Given exercise: Copy out everything from the start of the records below down to the line containing "POLYGON ((367 204, 359", including that line, and leave out the pictures.

Information provided:

————————

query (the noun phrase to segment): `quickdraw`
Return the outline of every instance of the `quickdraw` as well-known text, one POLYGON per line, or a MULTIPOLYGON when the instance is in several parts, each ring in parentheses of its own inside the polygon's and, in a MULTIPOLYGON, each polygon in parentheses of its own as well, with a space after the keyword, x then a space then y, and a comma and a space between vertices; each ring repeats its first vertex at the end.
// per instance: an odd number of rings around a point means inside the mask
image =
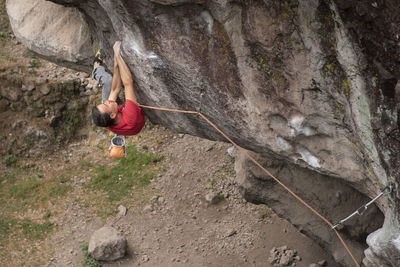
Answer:
POLYGON ((367 204, 359 207, 355 212, 353 212, 352 214, 350 214, 349 216, 347 216, 346 218, 344 218, 343 220, 341 220, 340 222, 338 222, 337 224, 335 224, 334 226, 332 226, 332 229, 337 228, 339 225, 343 225, 343 223, 347 220, 349 220, 350 218, 352 218, 355 215, 358 216, 362 216, 364 214, 364 212, 368 209, 368 206, 371 205, 372 203, 374 203, 375 201, 377 201, 380 197, 384 196, 384 195, 388 195, 391 194, 393 192, 393 183, 390 183, 389 185, 385 186, 384 188, 381 189, 381 193, 379 195, 377 195, 374 199, 372 199, 370 202, 368 202, 367 204), (387 193, 385 193, 385 191, 388 191, 387 193))

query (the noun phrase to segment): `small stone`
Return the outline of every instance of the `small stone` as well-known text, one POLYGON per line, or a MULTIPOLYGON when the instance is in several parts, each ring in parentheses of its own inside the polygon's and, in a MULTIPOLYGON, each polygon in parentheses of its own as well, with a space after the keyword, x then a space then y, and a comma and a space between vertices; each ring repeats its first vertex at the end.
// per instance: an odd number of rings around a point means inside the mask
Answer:
POLYGON ((21 87, 21 90, 26 92, 26 91, 32 91, 33 89, 35 89, 35 84, 33 82, 28 82, 26 84, 23 84, 21 87))
POLYGON ((211 144, 209 147, 206 148, 206 152, 213 150, 214 146, 214 144, 211 144))
POLYGON ((216 192, 209 192, 206 196, 205 199, 208 203, 210 204, 217 204, 219 202, 219 194, 216 192))
POLYGON ((127 240, 112 227, 102 227, 93 233, 88 253, 96 260, 113 261, 125 255, 127 240))
POLYGON ((144 207, 143 209, 144 212, 152 212, 153 211, 153 207, 151 205, 147 205, 144 207))
POLYGON ((235 229, 231 229, 231 230, 229 230, 227 232, 226 237, 230 237, 230 236, 233 236, 235 234, 237 234, 236 230, 235 229))
POLYGON ((40 87, 39 90, 43 95, 48 95, 50 93, 50 87, 47 84, 40 87))
POLYGON ((226 150, 226 152, 228 153, 229 157, 234 158, 235 157, 235 147, 231 146, 230 148, 228 148, 226 150))
POLYGON ((147 262, 147 261, 149 261, 149 260, 150 260, 150 258, 149 258, 149 256, 147 256, 146 254, 142 256, 142 261, 143 261, 143 262, 147 262))
POLYGON ((283 254, 281 256, 281 259, 279 260, 279 264, 282 266, 287 266, 290 264, 290 261, 292 260, 291 257, 289 257, 288 255, 283 254))
POLYGON ((124 206, 122 206, 122 205, 120 205, 119 207, 118 207, 118 215, 120 215, 120 216, 125 216, 126 215, 126 212, 127 212, 127 208, 126 207, 124 207, 124 206))
POLYGON ((5 99, 0 100, 0 112, 6 111, 8 109, 9 102, 5 99))

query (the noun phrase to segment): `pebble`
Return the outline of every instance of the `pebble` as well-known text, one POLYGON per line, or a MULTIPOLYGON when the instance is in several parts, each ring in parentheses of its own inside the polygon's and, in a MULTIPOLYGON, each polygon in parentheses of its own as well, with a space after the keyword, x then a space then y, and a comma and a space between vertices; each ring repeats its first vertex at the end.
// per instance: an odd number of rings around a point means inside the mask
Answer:
POLYGON ((144 207, 143 209, 144 212, 152 212, 153 211, 153 207, 151 205, 147 205, 144 207))
POLYGON ((122 205, 120 205, 119 207, 118 207, 118 215, 120 215, 120 216, 125 216, 126 215, 126 212, 127 212, 127 208, 126 207, 124 207, 124 206, 122 206, 122 205))

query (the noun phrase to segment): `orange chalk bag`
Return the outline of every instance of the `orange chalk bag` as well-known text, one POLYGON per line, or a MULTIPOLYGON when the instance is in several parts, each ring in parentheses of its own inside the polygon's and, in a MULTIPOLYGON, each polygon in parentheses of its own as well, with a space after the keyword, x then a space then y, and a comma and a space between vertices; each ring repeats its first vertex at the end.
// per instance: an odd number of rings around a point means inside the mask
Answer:
POLYGON ((111 139, 110 147, 108 148, 109 158, 123 158, 126 156, 125 138, 120 135, 115 135, 111 139))

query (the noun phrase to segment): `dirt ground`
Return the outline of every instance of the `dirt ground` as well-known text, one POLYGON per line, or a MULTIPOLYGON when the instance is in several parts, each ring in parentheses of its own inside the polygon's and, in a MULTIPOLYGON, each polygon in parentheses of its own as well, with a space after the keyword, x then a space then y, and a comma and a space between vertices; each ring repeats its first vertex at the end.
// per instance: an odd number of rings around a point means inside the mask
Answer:
MULTIPOLYGON (((71 144, 64 154, 71 163, 82 153, 90 153, 95 162, 108 160, 104 151, 87 145, 98 138, 71 144)), ((177 135, 157 126, 127 142, 164 155, 166 171, 153 179, 144 201, 132 201, 125 216, 112 216, 105 222, 67 200, 58 216, 59 230, 46 245, 55 249, 46 266, 82 266, 80 242, 89 241, 103 225, 124 234, 128 255, 102 266, 271 266, 270 250, 281 246, 298 252, 301 260, 295 261, 295 266, 308 267, 321 260, 336 266, 287 221, 240 196, 234 160, 227 153, 229 144, 177 135), (226 197, 211 205, 205 200, 210 192, 226 197)), ((51 164, 48 167, 52 168, 51 164)), ((76 183, 74 194, 82 194, 81 187, 76 183)))

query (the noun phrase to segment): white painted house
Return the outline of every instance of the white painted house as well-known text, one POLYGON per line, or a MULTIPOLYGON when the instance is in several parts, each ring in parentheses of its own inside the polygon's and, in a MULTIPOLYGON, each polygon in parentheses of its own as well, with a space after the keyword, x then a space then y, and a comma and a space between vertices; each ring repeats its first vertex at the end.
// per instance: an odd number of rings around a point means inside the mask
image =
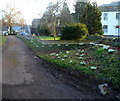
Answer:
POLYGON ((101 22, 104 35, 120 36, 120 11, 103 11, 101 22))

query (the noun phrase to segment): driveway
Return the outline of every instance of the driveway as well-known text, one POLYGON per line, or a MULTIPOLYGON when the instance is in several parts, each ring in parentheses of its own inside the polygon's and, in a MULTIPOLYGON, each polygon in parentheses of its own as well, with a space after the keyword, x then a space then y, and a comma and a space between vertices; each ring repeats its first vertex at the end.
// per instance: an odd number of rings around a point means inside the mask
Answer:
POLYGON ((15 36, 7 37, 2 52, 2 97, 5 99, 104 98, 62 83, 46 71, 43 61, 15 36))

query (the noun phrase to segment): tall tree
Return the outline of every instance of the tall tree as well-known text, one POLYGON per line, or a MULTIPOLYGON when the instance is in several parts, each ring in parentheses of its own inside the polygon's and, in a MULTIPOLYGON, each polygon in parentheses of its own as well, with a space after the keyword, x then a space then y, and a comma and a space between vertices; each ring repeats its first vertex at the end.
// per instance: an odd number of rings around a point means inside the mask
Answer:
POLYGON ((50 29, 51 33, 53 33, 54 40, 56 38, 56 29, 61 10, 60 4, 61 2, 49 3, 48 7, 46 8, 46 12, 43 14, 42 22, 40 22, 40 27, 48 27, 50 29))
POLYGON ((73 14, 76 22, 81 22, 83 10, 86 7, 88 2, 89 0, 77 0, 76 1, 76 4, 74 5, 75 13, 73 14))
POLYGON ((70 10, 66 3, 66 0, 61 10, 61 21, 60 22, 61 22, 61 25, 71 24, 74 22, 73 16, 70 14, 70 10))
POLYGON ((21 14, 20 11, 18 11, 15 7, 7 7, 6 10, 2 10, 3 12, 3 18, 5 18, 7 22, 7 26, 9 27, 10 33, 12 33, 12 27, 15 24, 15 18, 19 14, 21 14))
POLYGON ((101 23, 101 11, 98 9, 96 3, 88 3, 84 9, 81 22, 86 24, 90 35, 103 35, 101 23))

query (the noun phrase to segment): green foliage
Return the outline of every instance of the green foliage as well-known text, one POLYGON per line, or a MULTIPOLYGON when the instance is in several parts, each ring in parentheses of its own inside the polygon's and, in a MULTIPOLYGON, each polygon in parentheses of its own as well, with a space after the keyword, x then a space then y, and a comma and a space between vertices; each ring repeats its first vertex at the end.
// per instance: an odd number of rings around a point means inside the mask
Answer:
POLYGON ((75 40, 85 37, 88 29, 85 24, 69 24, 62 28, 61 40, 75 40))
POLYGON ((96 40, 102 40, 103 37, 100 35, 88 35, 85 39, 90 41, 96 41, 96 40))
POLYGON ((23 39, 40 58, 57 64, 59 68, 77 70, 80 73, 96 77, 102 82, 120 87, 120 57, 117 55, 117 50, 115 53, 110 54, 97 44, 91 45, 88 43, 82 46, 80 44, 70 44, 67 46, 66 44, 50 45, 41 44, 34 38, 22 37, 21 39, 23 39), (84 51, 81 53, 81 50, 84 51), (76 53, 79 53, 79 55, 76 53), (81 54, 84 54, 82 60, 79 59, 81 54), (67 55, 67 57, 64 57, 65 55, 67 55), (72 60, 72 62, 70 62, 70 60, 72 60), (86 62, 86 65, 80 64, 83 61, 86 62), (97 67, 97 69, 92 70, 91 67, 93 66, 97 67))
POLYGON ((86 24, 90 35, 103 35, 101 24, 101 11, 96 5, 88 3, 84 9, 81 22, 86 24))
POLYGON ((96 58, 100 59, 100 58, 103 58, 104 57, 104 54, 105 53, 105 50, 103 48, 99 48, 97 51, 96 51, 96 58))
POLYGON ((40 26, 37 27, 36 33, 40 33, 40 35, 46 35, 46 36, 49 36, 51 34, 48 28, 40 28, 40 26))
POLYGON ((82 19, 81 17, 86 5, 87 5, 86 2, 76 2, 76 4, 74 5, 75 13, 73 14, 73 16, 76 22, 81 22, 82 19))

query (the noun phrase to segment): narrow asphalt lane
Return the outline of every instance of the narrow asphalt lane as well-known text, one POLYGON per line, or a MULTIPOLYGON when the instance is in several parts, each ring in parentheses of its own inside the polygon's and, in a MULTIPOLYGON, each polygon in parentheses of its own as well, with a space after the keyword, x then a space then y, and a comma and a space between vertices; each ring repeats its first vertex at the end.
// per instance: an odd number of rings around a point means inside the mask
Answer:
POLYGON ((2 97, 7 99, 89 98, 62 84, 41 66, 28 47, 15 36, 8 36, 3 47, 2 97))
MULTIPOLYGON (((15 36, 7 36, 2 50, 2 98, 5 99, 103 99, 91 93, 84 82, 82 90, 61 82, 45 69, 45 62, 15 36)), ((47 64, 49 65, 49 64, 47 64)), ((49 65, 52 68, 52 65, 49 65)), ((90 84, 90 86, 92 86, 90 84)), ((97 85, 95 85, 97 88, 97 85)), ((91 87, 92 88, 92 87, 91 87)), ((92 90, 93 91, 93 90, 92 90)), ((112 96, 111 96, 112 98, 112 96)))

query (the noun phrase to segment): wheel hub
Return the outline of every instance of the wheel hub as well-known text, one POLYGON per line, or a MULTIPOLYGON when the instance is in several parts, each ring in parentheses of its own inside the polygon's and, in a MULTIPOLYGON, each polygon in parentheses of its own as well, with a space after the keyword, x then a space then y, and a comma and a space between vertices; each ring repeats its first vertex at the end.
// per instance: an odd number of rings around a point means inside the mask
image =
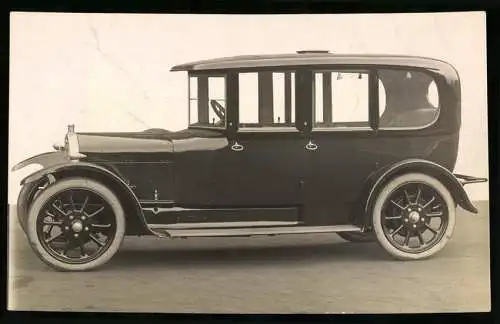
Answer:
POLYGON ((420 213, 417 211, 411 211, 408 214, 408 219, 410 220, 410 223, 415 224, 420 220, 420 213))
POLYGON ((80 233, 83 230, 83 224, 81 221, 75 221, 71 224, 71 230, 75 233, 80 233))

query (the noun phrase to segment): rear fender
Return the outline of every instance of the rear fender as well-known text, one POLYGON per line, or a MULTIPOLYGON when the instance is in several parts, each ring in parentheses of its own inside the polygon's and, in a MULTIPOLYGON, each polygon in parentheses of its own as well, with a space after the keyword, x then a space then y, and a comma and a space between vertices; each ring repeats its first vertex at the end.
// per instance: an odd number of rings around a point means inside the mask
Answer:
POLYGON ((457 205, 471 213, 478 213, 477 208, 470 201, 463 184, 453 175, 453 173, 434 162, 421 159, 409 159, 385 167, 373 174, 367 180, 368 190, 366 191, 367 195, 365 196, 363 223, 366 224, 367 222, 370 222, 371 211, 377 199, 378 193, 382 190, 385 184, 395 176, 408 172, 420 172, 435 177, 448 188, 457 205))
POLYGON ((47 152, 32 156, 24 161, 19 162, 14 167, 12 167, 12 171, 17 171, 31 164, 39 164, 42 167, 46 168, 56 164, 67 163, 69 161, 70 159, 64 152, 47 152))
MULTIPOLYGON (((154 234, 146 224, 144 213, 135 193, 119 176, 110 170, 93 163, 66 161, 32 173, 21 180, 21 185, 29 186, 47 176, 53 176, 56 179, 55 181, 71 176, 81 176, 103 182, 103 184, 110 186, 110 189, 120 196, 122 203, 127 205, 125 207, 130 207, 135 212, 133 217, 127 218, 127 230, 133 229, 129 234, 154 234)), ((22 203, 26 204, 26 202, 22 203)))

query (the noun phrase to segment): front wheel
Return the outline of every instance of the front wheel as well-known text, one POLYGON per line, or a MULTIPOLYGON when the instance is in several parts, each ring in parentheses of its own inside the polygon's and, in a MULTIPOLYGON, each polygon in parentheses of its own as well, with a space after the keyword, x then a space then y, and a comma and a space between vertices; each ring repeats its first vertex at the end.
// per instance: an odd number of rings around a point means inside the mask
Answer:
POLYGON ((380 245, 400 260, 433 256, 455 228, 455 202, 437 179, 421 173, 398 176, 380 192, 373 230, 380 245))
POLYGON ((61 271, 97 268, 118 251, 124 211, 107 187, 93 180, 60 180, 33 202, 27 234, 35 254, 61 271))

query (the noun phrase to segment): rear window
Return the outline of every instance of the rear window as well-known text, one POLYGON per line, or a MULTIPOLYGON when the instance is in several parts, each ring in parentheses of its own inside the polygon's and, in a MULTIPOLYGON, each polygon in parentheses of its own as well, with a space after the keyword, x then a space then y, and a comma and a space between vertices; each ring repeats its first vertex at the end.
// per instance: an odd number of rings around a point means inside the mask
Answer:
POLYGON ((436 121, 440 101, 436 82, 430 75, 380 70, 379 80, 383 85, 383 95, 379 95, 379 128, 424 127, 436 121))

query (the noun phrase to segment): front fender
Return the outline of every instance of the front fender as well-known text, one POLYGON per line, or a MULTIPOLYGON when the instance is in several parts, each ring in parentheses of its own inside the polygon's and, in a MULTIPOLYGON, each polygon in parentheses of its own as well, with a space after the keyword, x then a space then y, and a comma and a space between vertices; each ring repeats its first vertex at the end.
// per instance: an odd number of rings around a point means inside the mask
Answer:
POLYGON ((70 161, 70 159, 69 159, 68 155, 64 152, 61 152, 61 151, 46 152, 46 153, 32 156, 24 161, 19 162, 18 164, 14 165, 12 167, 12 171, 17 171, 17 170, 22 169, 24 167, 27 167, 28 165, 31 165, 31 164, 39 164, 42 167, 47 168, 47 167, 50 167, 52 165, 67 163, 69 161, 70 161))
POLYGON ((453 196, 453 199, 460 207, 471 213, 478 213, 477 208, 470 201, 462 183, 448 169, 431 161, 409 159, 381 169, 375 176, 372 177, 375 181, 371 181, 373 185, 371 186, 366 199, 365 214, 369 214, 372 210, 377 194, 386 182, 394 176, 407 172, 422 172, 439 179, 448 188, 453 196))
MULTIPOLYGON (((111 186, 110 189, 113 189, 116 194, 119 194, 122 199, 125 199, 122 200, 122 202, 125 202, 127 206, 129 206, 129 210, 135 211, 135 216, 137 217, 128 218, 127 225, 131 225, 130 228, 139 229, 138 233, 155 234, 154 232, 149 230, 149 227, 147 226, 146 220, 144 218, 144 213, 135 193, 123 179, 121 179, 118 175, 106 169, 105 167, 89 162, 66 160, 65 162, 53 164, 32 173, 31 175, 21 180, 21 184, 24 187, 31 187, 32 184, 37 183, 43 177, 50 175, 54 176, 56 181, 57 179, 71 176, 91 177, 105 181, 105 184, 111 186)), ((26 202, 21 203, 23 205, 27 204, 26 202)))

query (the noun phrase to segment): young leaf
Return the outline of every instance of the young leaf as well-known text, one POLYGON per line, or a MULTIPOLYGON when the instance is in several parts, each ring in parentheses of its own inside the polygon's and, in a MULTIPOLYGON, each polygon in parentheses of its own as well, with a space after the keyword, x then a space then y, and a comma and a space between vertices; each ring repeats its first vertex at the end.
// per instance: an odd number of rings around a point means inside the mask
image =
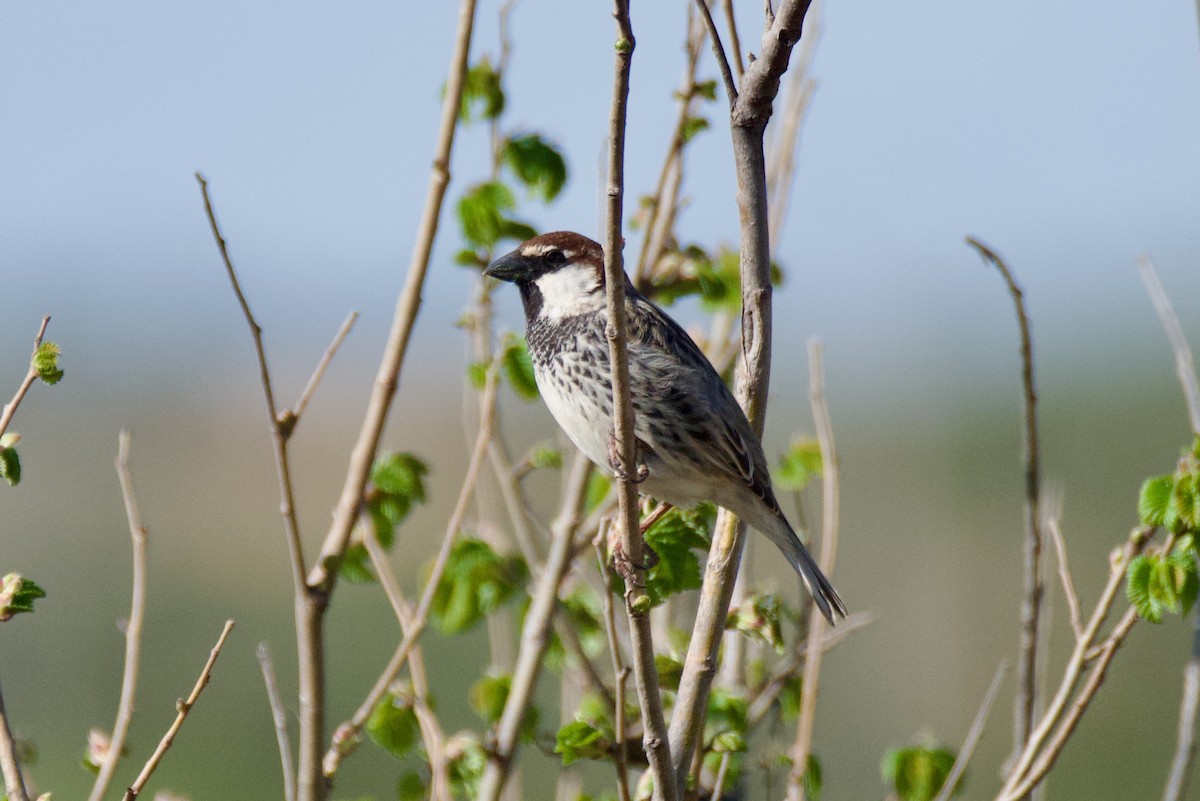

————————

Answer to the exercise:
query (the noun phrase to segment): `quickdraw`
Return the outline of every instance of the `quickdraw` as well-known text, one POLYGON per line, or a MULTIPOLYGON when the instance is in several parts, each ring in parentheses of its own inside the polygon's and, in a MULTIPOLYGON, each polygon in parentheses of its own as well, with a space after the keyword, x then a space then y, and a comma and a space between vertices; each ring repeats its first vertex at the end.
// per instance: an odd number of rings around a point means inside the mask
image =
Answer:
POLYGON ((367 204, 359 207, 355 212, 353 212, 352 214, 350 214, 349 216, 347 216, 346 218, 344 218, 343 220, 341 220, 340 222, 338 222, 337 224, 335 224, 334 226, 332 226, 332 229, 337 228, 339 225, 343 225, 343 223, 347 220, 349 220, 350 218, 352 218, 355 215, 358 216, 362 216, 364 214, 364 212, 368 209, 368 206, 371 205, 372 203, 374 203, 375 201, 377 201, 380 197, 384 196, 384 195, 388 195, 391 194, 393 192, 393 183, 390 183, 389 185, 385 186, 384 188, 381 189, 381 193, 379 195, 377 195, 374 199, 372 199, 370 202, 368 202, 367 204), (387 193, 385 193, 385 191, 388 191, 387 193))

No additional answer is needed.